# Direction
Reproduce the entries below verbatim, line by line, but leave out the pictures.

# Given entries
════════

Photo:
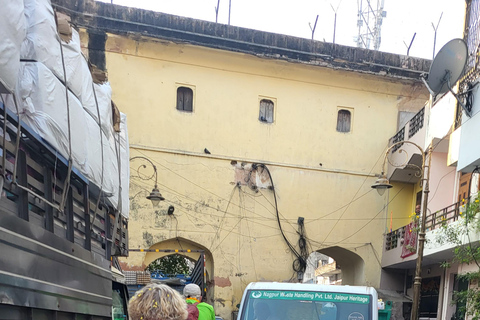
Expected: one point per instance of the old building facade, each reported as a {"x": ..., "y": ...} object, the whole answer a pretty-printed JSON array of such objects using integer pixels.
[{"x": 259, "y": 139}]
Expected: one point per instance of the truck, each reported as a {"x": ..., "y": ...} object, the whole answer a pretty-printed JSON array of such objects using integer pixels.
[
  {"x": 293, "y": 301},
  {"x": 64, "y": 171}
]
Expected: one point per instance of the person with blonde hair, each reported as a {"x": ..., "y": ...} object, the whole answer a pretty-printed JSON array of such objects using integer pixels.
[{"x": 157, "y": 302}]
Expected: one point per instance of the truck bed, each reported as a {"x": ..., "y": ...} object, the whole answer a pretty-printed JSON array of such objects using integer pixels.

════════

# Full answer
Photo:
Expected: one point per instance of the old building facade, each reported as a {"x": ..., "y": ...} object, the whole answer a pretty-printed JSON array of such objects using integer pixels.
[{"x": 259, "y": 139}]
Expected: one point per instance of the truck, each reported as a {"x": ..., "y": ...} object, the whole answer a pretty-printed JSON array of such objects using integer pixels.
[
  {"x": 293, "y": 301},
  {"x": 64, "y": 171}
]
Expected: one point per instance of the person with blonde hair, each reported as a {"x": ..., "y": ...} object, the whole answer a pretty-printed JSON array of such objects using integer pixels.
[{"x": 157, "y": 302}]
Expected: one point per instance of the truck bed, each reported as a {"x": ..., "y": ...} object, the whole answer a pretty-printed JSON array of such objects using integer pixels.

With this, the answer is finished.